SOURCE EXTRACT »
*-*-*

Reduced Availability: Requires all replicas to be available for writes, which can reduce availability in the face of network partitions.

Use Cases:

Banking systems.
E-commerce transactions.

3. Causal Consistency

Causal consistency ensures that operations that are causally related are seen by all nodes in the same order. Causal relationships between operations are preserved, but operations that are not causally related can be seen in different orders by different nodes.

How it works:

Operations are tagged with causal metadata that tracks dependencies between operations.
When an operation is performed, its causal dependencies are propagated to all replicas.
Replicas apply operations in a way that respects the causal order.

Advantages:

Maintains Causal Relationships: Ensures that causally related operations are seen in a consistent order.
Balance Between Consistency and Availability: Offers a middle ground between eventual consistency and strong consistency.

Disadvantages:

Complex Metadata Management: Requires tracking and managing causal dependencies, which can be complex.
Partial Ordering: Only ensures partial ordering, so some inconsistencies may still be observed.

Use Cases:

Collaborative editing (e.g., document editing).
Messaging systems where order of messages matters.

Choosing the Right Consistency Model

The choice of consistency model depends on the specific requirements of the application and the trade-offs between consistency, availability, and performance. Here are some considerations:

Eventual Consistency: Ideal for applications where high availability and partition tolerance are more important than immediate consistency.
Strong Consistency: Suitable for applications where correctness and immediate consistency are critical, even at the cost of higher latency and reduced availability.
Causal Consistency: Works well for applications that need to maintain causal relationships between operations but can tolerate some level of inconsistency.

Replication Strategies

Replication is a critical feature in distributed databases, designed to enhance data availability, fault tolerance, and performance by copying data across multiple nodes. Here are the two primary replication strategies:

1. Master-Slave Replication

In the master-slave replication model, a single node (the master) handles all write operations. The master then propagates changes to one or more secondary nodes (the slaves). The slaves typically handle read operations to balance the load and improve performance.

How it works:

Write Operations: All write operations are directed to the master node.
Propagation: The master node synchronizes changes to the slave nodes, usually through asynchronous replication.
Read Operations: Read operations are distributed among the slave nodes to balance the load and improve read performance.

Advantages:

Simplicity: The master-slave model is relatively simple to implement and manage.
Read Scalability: By offloading read operations to slave nodes, the system can handle a higher number of read requests.
Data Integrity: Ensures data consistency since all writes are centralized at the master node.

*-*-*

INPUT RECORDS »
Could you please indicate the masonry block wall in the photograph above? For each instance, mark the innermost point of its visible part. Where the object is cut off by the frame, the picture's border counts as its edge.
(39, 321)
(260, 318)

*-*-*

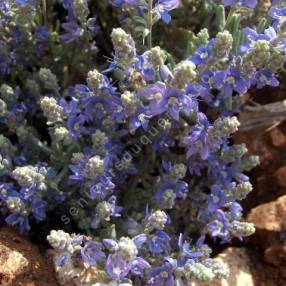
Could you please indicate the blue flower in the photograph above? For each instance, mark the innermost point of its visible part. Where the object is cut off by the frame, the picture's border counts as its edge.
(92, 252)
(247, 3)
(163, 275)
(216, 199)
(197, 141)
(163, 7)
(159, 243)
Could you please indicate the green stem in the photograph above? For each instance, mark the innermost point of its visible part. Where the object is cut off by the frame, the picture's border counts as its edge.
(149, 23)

*-*-*

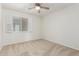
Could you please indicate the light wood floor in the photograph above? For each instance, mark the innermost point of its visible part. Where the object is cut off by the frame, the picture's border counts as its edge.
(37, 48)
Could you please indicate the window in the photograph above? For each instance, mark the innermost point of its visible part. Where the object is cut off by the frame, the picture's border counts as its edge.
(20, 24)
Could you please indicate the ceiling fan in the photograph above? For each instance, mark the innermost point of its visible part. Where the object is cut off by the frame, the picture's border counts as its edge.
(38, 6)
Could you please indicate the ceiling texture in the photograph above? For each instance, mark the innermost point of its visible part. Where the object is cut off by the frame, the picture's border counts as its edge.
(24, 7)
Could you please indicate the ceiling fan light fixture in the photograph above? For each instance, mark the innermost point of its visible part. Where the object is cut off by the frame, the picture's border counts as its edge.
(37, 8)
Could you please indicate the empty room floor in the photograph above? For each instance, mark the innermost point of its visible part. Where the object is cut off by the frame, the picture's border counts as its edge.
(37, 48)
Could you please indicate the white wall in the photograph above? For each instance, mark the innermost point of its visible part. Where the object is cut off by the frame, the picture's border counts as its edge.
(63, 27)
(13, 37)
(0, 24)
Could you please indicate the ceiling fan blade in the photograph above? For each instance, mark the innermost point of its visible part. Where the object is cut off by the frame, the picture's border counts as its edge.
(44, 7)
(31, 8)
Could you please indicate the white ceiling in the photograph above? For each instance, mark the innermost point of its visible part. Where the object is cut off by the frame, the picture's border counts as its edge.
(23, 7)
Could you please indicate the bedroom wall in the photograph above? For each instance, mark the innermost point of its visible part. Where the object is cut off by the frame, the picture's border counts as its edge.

*-*-*

DIRECTIVES »
[1] Lay out the lines of the listing as a Markdown table with the columns Row and Line, starting at the line containing "Could you please indicate the empty" and ending at the line containing "Could you please indicate the bedroom". Number each row and leave out blank lines.
[2] Carry on the passage on distributed database consistency and replication from its last sentence.

RESULTS OF THE TASKS »
[1]
| Row | Line |
|---|---|
| 1 | Could you please indicate the empty room floor in the photograph above? For each instance, mark the innermost point of its visible part. Where the object is cut off by the frame, the picture's border counts as its edge. |
| 2 | (37, 48) |
| 3 | Could you please indicate the white wall in the photograph above? For each instance, mark the innermost point of its visible part. Where the object is cut off by the frame, the picture's border counts as its edge. |
| 4 | (63, 27) |
| 5 | (13, 37) |
| 6 | (0, 24) |
| 7 | Could you please indicate the ceiling fan blade in the photograph above? For each instance, mark the innermost point of its visible part. Where the object is cut off by the frame, the picture's border counts as its edge. |
| 8 | (44, 7) |
| 9 | (31, 8) |
| 10 | Could you please indicate the white ceiling in the photograph above? For each instance, mark the innermost point of its visible part. Where the object is cut off by the frame, the picture's border counts as its edge. |
| 11 | (23, 7) |
| 12 | Could you please indicate the bedroom wall in the photograph above? For each instance, mark the innermost point of its visible part. Where the object is cut off by the frame, the picture's border counts as its edge. |

[2]
Disadvantages:

Single Point of Failure: The master node is a single point of failure; if it goes down, write operations cannot be performed until the master is restored or a new master is designated.
Write Scalability: Write operations are limited by the capacity of the master node, which can become a bottleneck.
Latency: There can be a delay in propagating changes from the master to the slave nodes, leading to temporary read inconsistencies.

2. Multi-Master Replication

In the multi-master replication model, multiple nodes (masters) can accept write operations and propagate changes to each other. This model allows for a more distributed and decentralized approach to data management.

How it works:

Write Operations: Write operations can be performed on any master.
Synchronization: Changes are propagated among all master nodes to ensure consistency. This can be done synchronously or asynchronously.
Conflict Resolution: Mechanisms must be in place to handle conflicts that arise from concurrent writes on different master nodes.

Advantages:

High Availability: Multiple master nodes ensure that the system remains operational even if one or more nodes fail.
Write Scalability: Write operations are distributed across multiple nodes, reducing the load on any single node and enhancing scalability.
Flexibility: Supports geographically distributed nodes, allowing write operations to be performed closer to the user, reducing latency.

Disadvantages:

Complexity: Managing and synchronizing multiple master nodes is more complex, especially in terms of conflict resolution.
Consistency Challenges: Ensuring data consistency across all master nodes can be challenging, particularly with asynchronous replication.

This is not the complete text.